* [EXERCISE TASK]:
Reproduce each of the entries below word for word, keeping every line unchanged.

(Data entries)

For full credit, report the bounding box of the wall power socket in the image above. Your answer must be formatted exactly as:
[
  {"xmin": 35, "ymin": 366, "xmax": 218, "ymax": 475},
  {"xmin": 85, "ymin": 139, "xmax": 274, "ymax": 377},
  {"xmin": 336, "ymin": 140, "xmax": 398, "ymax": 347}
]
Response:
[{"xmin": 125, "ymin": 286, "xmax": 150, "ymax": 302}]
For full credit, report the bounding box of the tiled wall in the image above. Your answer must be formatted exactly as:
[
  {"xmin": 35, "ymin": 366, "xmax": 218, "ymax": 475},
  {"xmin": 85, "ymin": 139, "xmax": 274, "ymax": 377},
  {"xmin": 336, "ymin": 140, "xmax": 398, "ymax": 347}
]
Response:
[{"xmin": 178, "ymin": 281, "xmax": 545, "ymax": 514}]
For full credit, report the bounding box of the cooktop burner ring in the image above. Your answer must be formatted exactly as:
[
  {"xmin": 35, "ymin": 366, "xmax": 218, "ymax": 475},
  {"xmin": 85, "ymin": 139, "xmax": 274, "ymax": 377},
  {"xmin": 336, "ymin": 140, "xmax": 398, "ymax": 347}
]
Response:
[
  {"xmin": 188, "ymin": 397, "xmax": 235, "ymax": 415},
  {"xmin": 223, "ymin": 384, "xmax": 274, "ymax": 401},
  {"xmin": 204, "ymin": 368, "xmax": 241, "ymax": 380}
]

* [FINAL ANSWER]:
For full credit, report the bounding box of the wall power socket in the image above. Your answer must be formatted exactly as:
[
  {"xmin": 35, "ymin": 366, "xmax": 218, "ymax": 475},
  {"xmin": 85, "ymin": 139, "xmax": 274, "ymax": 377},
  {"xmin": 336, "ymin": 140, "xmax": 398, "ymax": 347}
]
Response:
[{"xmin": 125, "ymin": 286, "xmax": 150, "ymax": 302}]
For full credit, report the bounding box of the tiled wall in the image above. Your answer must be formatted exactly as:
[
  {"xmin": 35, "ymin": 366, "xmax": 218, "ymax": 475},
  {"xmin": 85, "ymin": 139, "xmax": 274, "ymax": 377},
  {"xmin": 336, "ymin": 140, "xmax": 398, "ymax": 347}
]
Response:
[{"xmin": 178, "ymin": 281, "xmax": 545, "ymax": 514}]
For full credit, report the bounding box of the cooktop burner ring in the image above. Your answer must be formatted exactly as:
[
  {"xmin": 35, "ymin": 366, "xmax": 218, "ymax": 475},
  {"xmin": 85, "ymin": 139, "xmax": 274, "ymax": 377},
  {"xmin": 336, "ymin": 140, "xmax": 398, "ymax": 347}
]
Response:
[
  {"xmin": 188, "ymin": 397, "xmax": 235, "ymax": 415},
  {"xmin": 223, "ymin": 384, "xmax": 274, "ymax": 401},
  {"xmin": 204, "ymin": 368, "xmax": 241, "ymax": 380}
]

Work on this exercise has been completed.